* [TASK TO CARRY OUT]:
Reproduce every one of the records below word for word, line by line.

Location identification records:
%%
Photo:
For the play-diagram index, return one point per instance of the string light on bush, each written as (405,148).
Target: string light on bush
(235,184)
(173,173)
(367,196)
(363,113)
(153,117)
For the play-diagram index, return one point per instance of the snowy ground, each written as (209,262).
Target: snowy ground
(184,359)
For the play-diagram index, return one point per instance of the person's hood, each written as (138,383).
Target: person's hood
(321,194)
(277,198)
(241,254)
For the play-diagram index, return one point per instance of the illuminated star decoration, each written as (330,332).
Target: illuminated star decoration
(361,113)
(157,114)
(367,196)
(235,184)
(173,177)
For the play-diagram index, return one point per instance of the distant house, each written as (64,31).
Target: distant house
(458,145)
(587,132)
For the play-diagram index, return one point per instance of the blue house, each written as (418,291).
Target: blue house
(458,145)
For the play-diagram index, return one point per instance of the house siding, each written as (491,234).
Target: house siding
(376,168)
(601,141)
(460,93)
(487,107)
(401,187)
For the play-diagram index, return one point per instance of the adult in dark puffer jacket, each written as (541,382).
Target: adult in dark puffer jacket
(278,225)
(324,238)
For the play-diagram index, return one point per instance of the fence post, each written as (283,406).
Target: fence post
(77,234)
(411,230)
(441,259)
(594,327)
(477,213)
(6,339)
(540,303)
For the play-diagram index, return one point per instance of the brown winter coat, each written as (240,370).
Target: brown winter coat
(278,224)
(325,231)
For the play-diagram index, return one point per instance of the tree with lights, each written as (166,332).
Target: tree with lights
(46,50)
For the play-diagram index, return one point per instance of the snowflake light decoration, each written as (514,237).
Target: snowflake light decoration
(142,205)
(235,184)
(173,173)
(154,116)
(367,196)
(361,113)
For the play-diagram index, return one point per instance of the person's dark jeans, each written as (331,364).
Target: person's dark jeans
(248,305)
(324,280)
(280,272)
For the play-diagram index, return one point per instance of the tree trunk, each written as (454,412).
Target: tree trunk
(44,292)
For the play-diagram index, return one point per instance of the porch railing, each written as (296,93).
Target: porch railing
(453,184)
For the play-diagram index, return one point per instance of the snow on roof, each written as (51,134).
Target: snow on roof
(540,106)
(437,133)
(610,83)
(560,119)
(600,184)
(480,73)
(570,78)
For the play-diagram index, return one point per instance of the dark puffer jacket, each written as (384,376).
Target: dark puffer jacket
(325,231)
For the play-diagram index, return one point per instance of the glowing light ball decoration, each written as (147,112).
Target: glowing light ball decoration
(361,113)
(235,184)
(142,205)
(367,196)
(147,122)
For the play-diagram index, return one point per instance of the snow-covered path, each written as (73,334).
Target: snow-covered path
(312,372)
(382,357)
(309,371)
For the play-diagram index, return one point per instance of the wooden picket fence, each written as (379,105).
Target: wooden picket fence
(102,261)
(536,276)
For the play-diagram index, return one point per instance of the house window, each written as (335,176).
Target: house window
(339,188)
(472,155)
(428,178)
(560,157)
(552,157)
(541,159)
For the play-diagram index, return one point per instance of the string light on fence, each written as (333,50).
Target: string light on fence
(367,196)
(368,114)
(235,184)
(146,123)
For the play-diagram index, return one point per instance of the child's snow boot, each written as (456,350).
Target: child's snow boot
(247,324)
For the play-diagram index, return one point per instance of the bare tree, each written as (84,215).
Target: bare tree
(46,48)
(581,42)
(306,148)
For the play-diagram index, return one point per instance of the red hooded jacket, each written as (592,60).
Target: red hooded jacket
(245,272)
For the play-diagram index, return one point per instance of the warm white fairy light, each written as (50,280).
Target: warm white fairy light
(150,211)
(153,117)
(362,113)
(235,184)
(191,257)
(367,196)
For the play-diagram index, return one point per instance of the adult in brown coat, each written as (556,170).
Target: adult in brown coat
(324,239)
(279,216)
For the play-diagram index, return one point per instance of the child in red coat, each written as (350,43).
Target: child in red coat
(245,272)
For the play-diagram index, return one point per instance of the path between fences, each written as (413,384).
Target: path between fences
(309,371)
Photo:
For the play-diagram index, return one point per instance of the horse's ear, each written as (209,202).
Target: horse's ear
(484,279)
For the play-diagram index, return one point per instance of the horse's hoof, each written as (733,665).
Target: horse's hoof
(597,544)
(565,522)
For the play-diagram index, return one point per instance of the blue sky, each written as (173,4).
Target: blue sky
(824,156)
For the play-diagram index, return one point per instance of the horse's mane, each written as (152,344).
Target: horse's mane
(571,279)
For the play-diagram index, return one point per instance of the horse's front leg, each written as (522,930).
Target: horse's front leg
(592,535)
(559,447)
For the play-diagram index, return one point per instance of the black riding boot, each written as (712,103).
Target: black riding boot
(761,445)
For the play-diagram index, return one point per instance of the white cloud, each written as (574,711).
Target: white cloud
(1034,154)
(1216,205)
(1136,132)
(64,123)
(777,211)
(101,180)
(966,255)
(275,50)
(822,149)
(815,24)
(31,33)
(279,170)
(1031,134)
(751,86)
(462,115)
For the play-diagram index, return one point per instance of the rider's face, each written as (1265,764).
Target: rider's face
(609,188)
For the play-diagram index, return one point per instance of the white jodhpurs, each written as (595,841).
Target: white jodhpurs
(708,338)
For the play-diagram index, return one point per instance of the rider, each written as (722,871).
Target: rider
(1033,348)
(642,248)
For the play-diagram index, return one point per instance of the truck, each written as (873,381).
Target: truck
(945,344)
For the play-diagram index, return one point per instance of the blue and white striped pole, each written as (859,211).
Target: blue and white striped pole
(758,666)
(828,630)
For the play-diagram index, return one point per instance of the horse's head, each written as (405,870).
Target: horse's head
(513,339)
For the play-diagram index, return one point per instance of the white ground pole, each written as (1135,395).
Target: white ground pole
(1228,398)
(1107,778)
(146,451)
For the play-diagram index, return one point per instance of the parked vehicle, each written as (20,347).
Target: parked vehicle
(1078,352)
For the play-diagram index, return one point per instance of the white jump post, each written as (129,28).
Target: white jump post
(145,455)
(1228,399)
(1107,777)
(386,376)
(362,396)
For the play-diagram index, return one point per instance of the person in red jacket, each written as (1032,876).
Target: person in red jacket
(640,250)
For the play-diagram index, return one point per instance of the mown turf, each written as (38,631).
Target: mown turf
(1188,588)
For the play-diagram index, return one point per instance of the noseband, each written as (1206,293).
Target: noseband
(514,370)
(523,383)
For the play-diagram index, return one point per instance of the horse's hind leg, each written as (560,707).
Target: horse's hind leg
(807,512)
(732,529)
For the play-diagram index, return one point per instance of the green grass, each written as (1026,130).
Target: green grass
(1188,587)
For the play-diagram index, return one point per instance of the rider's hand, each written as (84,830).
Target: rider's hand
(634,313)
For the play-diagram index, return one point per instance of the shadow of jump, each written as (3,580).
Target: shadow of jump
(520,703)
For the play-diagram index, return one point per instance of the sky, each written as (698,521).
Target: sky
%%
* [ANSWER]:
Photo:
For the play-diagram index, return one point per instance of the string light on bush, each written as (405,148).
Target: string light on bush
(235,184)
(173,173)
(367,196)
(363,113)
(153,117)
For the play-diagram index, return one point per instance of the snowy ground, each written as (209,262).
Target: snowy ground
(184,359)
For the play-diagram index, return one point per instance of the person's hood, each written as (138,383).
Target: person's hood
(321,194)
(277,198)
(241,254)
For the play-diagram index, return one point per instance of the illuminated star decoration, each written as (330,332).
Target: illuminated star decoration
(361,113)
(157,114)
(367,196)
(235,184)
(173,177)
For the play-diagram index, return one point per instance of the distant house, each written as (64,31).
Target: distant house
(458,145)
(587,132)
For the play-diagram index, return one point per instance of the blue house, each written as (418,291).
Target: blue house
(458,145)
For the play-diagram index, return one point per instance of the house siding, each written as (491,234).
Target: house siding
(376,168)
(601,141)
(460,93)
(487,107)
(401,187)
For the play-diagram index, return one point per instance of the adult in dark puffer jacket, each written as (541,382).
Target: adult in dark puffer jacket
(278,225)
(324,238)
For the play-diagram index, return one point per instance of the fence post, each written as (283,406).
Target: fence post
(77,234)
(411,230)
(441,259)
(594,327)
(477,213)
(6,339)
(540,303)
For the play-diagram index, return one point per instance of the brown winter coat, each written as (240,370).
Target: brown winter coat
(278,224)
(325,231)
For the play-diagram index, return one point per instance of the tree with lights, each written as (166,332).
Target: tree with lights
(46,50)
For the play-diagram index, return one point per instance of the snowflake light decoration, each written as (514,237).
Target: snowflake light decoration
(142,205)
(235,184)
(173,173)
(154,116)
(367,196)
(361,113)
For the play-diagram index, return one point per instance of the person's dark jeans, each written as (331,364).
Target: person's dark jeans
(248,305)
(324,280)
(280,272)
For the play-diagram index, return one point per instance of the tree trunk, each written as (454,412).
Target: tree trunk
(44,292)
For the play-diagram index, return one point per instance of the porch railing, each written as (296,93).
Target: porch railing
(453,184)
For the play-diagram index, return one point per instance of the snow on roof, each written as (51,134).
Target: snow on roof
(540,106)
(437,133)
(610,83)
(560,119)
(600,184)
(480,73)
(570,78)
For the play-diagram index, return one point per instance of the dark puffer jacket, each written as (384,376).
Target: dark puffer jacket
(325,231)
For the play-diagram index, return one point per instance of the glowing light ball decoration, each written as (147,112).
Target: glowing light ball decoration
(361,113)
(235,184)
(142,205)
(367,196)
(147,122)
For the play-diagram index, return one point per instance of the snow-covered path, each written as (73,334).
Target: snow-covered path
(312,372)
(382,357)
(309,371)
For the play-diagram index, return one point per instance of the wooden picket fence, each written as (379,105).
Target: wooden picket fence
(102,261)
(536,276)
For the play-diagram index, return one point per instance of the house window, each written as (335,176).
Target: house window
(339,188)
(472,155)
(428,178)
(560,157)
(552,157)
(541,159)
For the play-diagram index, return one point per instance of the string light on fence, each written as (333,50).
Target: string light on fence
(367,196)
(368,114)
(235,184)
(146,123)
For the play-diagram index, return one point per instance of the child's snow boot, each written as (456,350).
Target: child's snow boot
(247,324)
For the play-diagram index, return one point per instance of the bare tree, each written as (84,215).
Target: bare tree
(46,48)
(581,42)
(306,148)
For the play-diagram index, return one point per instance of the red hooded jacket, each written as (592,60).
Target: red hooded jacket
(245,272)
For the play-diagram index, return one point per instance of the warm white fairy light, each written as (50,280).
Target: warm white fairy light
(150,211)
(153,117)
(362,113)
(235,184)
(191,257)
(367,196)
For the play-diagram index, return one point per instance of the adult in brown coat, each written as (556,170).
Target: adult in brown coat
(324,239)
(279,216)
For the play-diagram index, return one point per instance of the child in red coat, each written as (350,43).
Target: child in red coat
(245,272)
For the play-diagram index, return one point per instance of the path between fences, each written as (413,384).
Target: path between fences
(309,371)
Photo:
For the play-diagram index, return one point per instance of the horse's ear, each written as (209,202).
Target: horse's ear
(484,279)
For the play-diagram index, return one point per instance of the horse's hoof, each written as (733,665).
Target: horse's hoof
(597,544)
(565,522)
For the play-diagram index, return one point per instance of the blue sky, each written as (173,4).
Target: blue sky
(824,156)
For the play-diagram index, return one point per instance of the horse's mane, each written as (152,344).
Target: horse's mane
(571,279)
For the play-diagram index, return one point per instance of the horse's front leg, each written as (522,930).
Target: horse's front leg
(592,535)
(559,447)
For the play-diagram index, return one point per instance of the black riding boot, each written as (712,103).
Target: black riding boot
(761,445)
For the play-diagram index, return one point per instance of the white cloud, each written as (574,711).
Target: white cloud
(1034,154)
(1216,205)
(1136,132)
(64,123)
(777,211)
(101,180)
(966,255)
(275,50)
(822,149)
(815,24)
(31,33)
(279,170)
(1031,134)
(751,86)
(462,115)
For the play-diagram index, return one point per instance of the rider's face, each written as (1265,764).
Target: rider's face
(609,188)
For the play-diagram index, return one point per instance of the white jodhpurs, each written as (595,841).
Target: white jodhpurs
(708,338)
For the play-diagram index, return one point per instance of the rider, each written as (722,871).
Target: rider
(1033,348)
(642,248)
For the play-diagram index, return one point per instance of the truck, each written as (873,381).
Target: truck
(945,344)
For the play-diagram index, return one point per instance of the blue and white striped pole, each written as (859,211).
Target: blue and white striped pole
(758,666)
(828,630)
For the play-diagram index, return one point per instance of the horse's head, each written as (405,870).
Target: horse's head
(513,339)
For the play-diagram index, return one point per instance of the white ground pole, each written as (1135,395).
Target: white ground pole
(1228,398)
(1107,778)
(146,451)
For the play-diagram index, return one point per instance of the parked vehicle, each written as (20,347).
Target: parked vehicle
(1078,352)
For the play-diagram index, return one point per instance of the white jump post, each written as (129,28).
Target: white jump post
(145,455)
(1228,399)
(1107,777)
(386,376)
(362,396)
For the play-diagram index, return one point per instance of the person in red jacket, each written as (1032,876).
Target: person in red jacket
(640,250)
For the play-diagram index, return one point per instance of the mown turf, each written as (38,631).
Target: mown turf
(1188,588)
For the play-diagram index, return one point per instance of the noseband, each written as (1206,293).
Target: noseband
(514,370)
(523,383)
For the play-diagram index, return one point per instance of the horse's hind leg, each written as (560,707).
Target: horse's hind leg
(807,512)
(732,529)
For the play-diagram index, return one point per instance of the green grass, each written as (1026,130).
Target: green grass
(1188,587)
For the play-diagram index, return one point per instance of the rider's hand, each written as (84,830).
Target: rider's hand
(634,313)
For the play-diagram index, return one point per instance of the shadow of jump, each written as (3,580).
Target: shadow of jump
(520,703)
For the play-diagram index, return one point per instance of the sky, each written as (698,521).
Target: sky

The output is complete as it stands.